*Набор заданий*:
a) Сколько времени, согласно тексту о купеческих молебнах, занимала дорога на Нижегородскую ярмарку на лошадях?
b) Продолжите текст о купеческих молебнах с места, на котором он заканчивается.

*Текст для изучения*:
..............................

Упомянуты у Вишнякова и важнейшие для купеческой практики социализации совместные молебны в торговых рядах (например, известно, что в Верхних торговых рядах в Москве в общественном коридоре имелась так называемая «рядская икона» – молебны перед нею упомянуты в ряде мемуаров, например в воспоминаниях И. А. Слонова, а также видны на старых фотографиях, например в фотоальбоме Н. А. Найденова «Верхние торговые ряды», изданном в 1890 году).
Рабочий день торговцев начинался и заканчивался молебном. Во время молебна происходила духовно-эмоциональная синхронизация сознания сообщества торговцев, в своей трудовой жизни поставленных в отношения скорее конкуренции, чем сотрудничества. (Слонов упоминает, что помимо ежедневных молебнов были и торжественные молебны, на которые привозили из церквей и часовен особо чтимые святыни[483].)
Общий молебен (как ежедневный, так и ежегодный торжественный), несомненно, был одной из важных форм социализации. Это было связано не только с самим религиозным церемониалом, но и с совместной подготовкой к празднику – сбором денег, покупкой материалов для декорирования.
Н. П. Вишняков пишет, что его отец в письмах жене (матери мемуариста) упоминает о совместных молебнах во время Нижегородской ярмарки. После долгой дороги на ярмарку, занимавшей около трех дней на лошадях, следовало помолиться, прежде чем приступить к делу.
На следующий уже день после ранней обедни служится молебен Казанской Божией Матери и чудотворцу Макарию. Иногда и в Москве одновременно с этим мать моя служит такой же молебен, к большому удовольствию отца. Благодарю, – пишет он в 1827 году, – за то усердие к Божией Матери и преподобному чудотворцу Макарию. Дело хорошее! Богу молиться – вперед пригодится[484].

..............................

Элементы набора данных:
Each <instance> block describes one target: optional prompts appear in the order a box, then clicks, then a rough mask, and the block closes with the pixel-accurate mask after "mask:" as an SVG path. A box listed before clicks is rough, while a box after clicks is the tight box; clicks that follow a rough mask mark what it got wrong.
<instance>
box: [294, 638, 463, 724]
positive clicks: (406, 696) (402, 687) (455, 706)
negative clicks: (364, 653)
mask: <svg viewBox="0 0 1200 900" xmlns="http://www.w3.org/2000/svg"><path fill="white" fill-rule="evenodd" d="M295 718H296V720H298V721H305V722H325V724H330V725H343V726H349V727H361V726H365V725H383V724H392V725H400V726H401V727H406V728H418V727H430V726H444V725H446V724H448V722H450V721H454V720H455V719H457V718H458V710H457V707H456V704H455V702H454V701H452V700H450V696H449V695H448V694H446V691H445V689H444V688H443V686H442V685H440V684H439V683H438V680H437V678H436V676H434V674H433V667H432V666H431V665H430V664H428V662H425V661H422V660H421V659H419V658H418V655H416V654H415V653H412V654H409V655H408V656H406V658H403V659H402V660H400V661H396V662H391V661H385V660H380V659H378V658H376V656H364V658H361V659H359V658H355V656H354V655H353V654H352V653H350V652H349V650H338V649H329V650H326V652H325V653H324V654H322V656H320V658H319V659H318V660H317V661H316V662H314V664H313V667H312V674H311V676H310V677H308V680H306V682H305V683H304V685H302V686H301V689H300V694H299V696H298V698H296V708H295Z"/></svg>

..............................

*Ваши ответы*:
a) Около трех дней.

b)
Св. Макарий считался покровителем ярмарки, a потому в переписке Вишняковых его имя упоминается из года в год неизменно, но иногда вместо молебна Казанской проводился молебен Феодоровской Божией Матери, a также московским чудотворцам Петру, Алексию и Ионе (св. Петр митрополит был покровителем П. М. Вишнякова)[485].
Молебны на Нижегородской ярмарке не были чисто этикетными, купцы, служа молебны, радели о благополучной торговле, ведь ярмарка давала до 40–60 % годовой выручки.
Вишняков отмечал, что его мать следовала строгому порядку чтения молитв и поведению в соответствии с разделением дней на будние и праздничные. А. С. Вишнякова читала «Апостол и Евангелие текущего дня» и молитвы святым, память которых приходилась на этот день. В воскресные и праздничные дни она не бралась ни за какие дела, только читала духовные книги после посещения храма. Ее сын писал: «Большие праздники она проводила по-пуритански, считая грехом какое-нибудь светское занятие, даже свои невинные ручные работы вязанье или вышивание на пяльцах»[486].
В старости, когда немощь и болезни не давали А. С. Вишняковой возможности долго стоять на ногах на церковной службе или на домашней молитве, она молилась, сидя в кресле.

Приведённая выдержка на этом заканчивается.